— START OF MATERIAL FOR THE TASK —

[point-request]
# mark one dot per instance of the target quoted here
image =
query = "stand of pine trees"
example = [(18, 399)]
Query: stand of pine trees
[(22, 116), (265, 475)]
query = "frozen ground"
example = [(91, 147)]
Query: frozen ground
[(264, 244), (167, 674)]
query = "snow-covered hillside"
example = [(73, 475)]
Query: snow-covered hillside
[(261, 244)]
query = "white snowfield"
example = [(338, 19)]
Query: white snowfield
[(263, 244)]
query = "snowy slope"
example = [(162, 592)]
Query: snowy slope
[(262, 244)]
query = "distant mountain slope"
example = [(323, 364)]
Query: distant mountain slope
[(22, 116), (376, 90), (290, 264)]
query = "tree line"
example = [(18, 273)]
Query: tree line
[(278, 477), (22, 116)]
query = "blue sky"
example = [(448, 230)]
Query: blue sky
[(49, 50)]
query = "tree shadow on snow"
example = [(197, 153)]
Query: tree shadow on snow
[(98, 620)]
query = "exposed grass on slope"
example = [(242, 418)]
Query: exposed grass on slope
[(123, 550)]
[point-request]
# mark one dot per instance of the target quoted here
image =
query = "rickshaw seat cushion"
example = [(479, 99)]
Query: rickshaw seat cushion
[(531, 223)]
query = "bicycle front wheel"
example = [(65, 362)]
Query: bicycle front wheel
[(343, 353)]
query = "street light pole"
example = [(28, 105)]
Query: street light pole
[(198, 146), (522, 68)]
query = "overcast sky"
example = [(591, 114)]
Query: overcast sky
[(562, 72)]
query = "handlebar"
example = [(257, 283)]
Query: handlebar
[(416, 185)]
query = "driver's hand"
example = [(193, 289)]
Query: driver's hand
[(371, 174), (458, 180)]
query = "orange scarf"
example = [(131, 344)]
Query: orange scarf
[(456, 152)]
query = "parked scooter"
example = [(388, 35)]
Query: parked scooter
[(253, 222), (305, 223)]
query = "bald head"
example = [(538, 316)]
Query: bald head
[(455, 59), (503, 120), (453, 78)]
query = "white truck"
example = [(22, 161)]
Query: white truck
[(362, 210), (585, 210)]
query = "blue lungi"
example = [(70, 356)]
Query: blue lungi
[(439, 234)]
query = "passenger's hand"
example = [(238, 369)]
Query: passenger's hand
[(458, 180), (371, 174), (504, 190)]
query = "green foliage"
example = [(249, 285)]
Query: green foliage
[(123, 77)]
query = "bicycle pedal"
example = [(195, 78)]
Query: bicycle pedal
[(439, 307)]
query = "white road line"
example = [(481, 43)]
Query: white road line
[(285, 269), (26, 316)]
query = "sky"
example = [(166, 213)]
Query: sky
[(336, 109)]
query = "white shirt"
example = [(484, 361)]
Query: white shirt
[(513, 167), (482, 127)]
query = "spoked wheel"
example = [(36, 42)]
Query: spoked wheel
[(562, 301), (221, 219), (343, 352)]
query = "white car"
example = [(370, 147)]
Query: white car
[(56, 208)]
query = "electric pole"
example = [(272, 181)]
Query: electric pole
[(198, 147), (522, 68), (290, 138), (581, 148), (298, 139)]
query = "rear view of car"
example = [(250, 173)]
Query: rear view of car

— END OF MATERIAL FOR THE TASK —

THE REQUEST:
Write the data from its first line through the line containing "[(264, 244), (167, 674)]" as a JSON list of strings, with one string per line and no blank lines.

SOLUTION TO THIS EXERCISE:
[
  "[point-request]",
  "# mark one dot per instance of the target quoted here",
  "image =",
  "query = \"stand of pine trees\"",
  "example = [(18, 399)]",
  "Query: stand of pine trees",
  "[(22, 116), (265, 475)]",
  "query = \"frozen ground\"",
  "example = [(91, 147)]",
  "Query: frozen ground",
  "[(264, 244), (167, 674)]"
]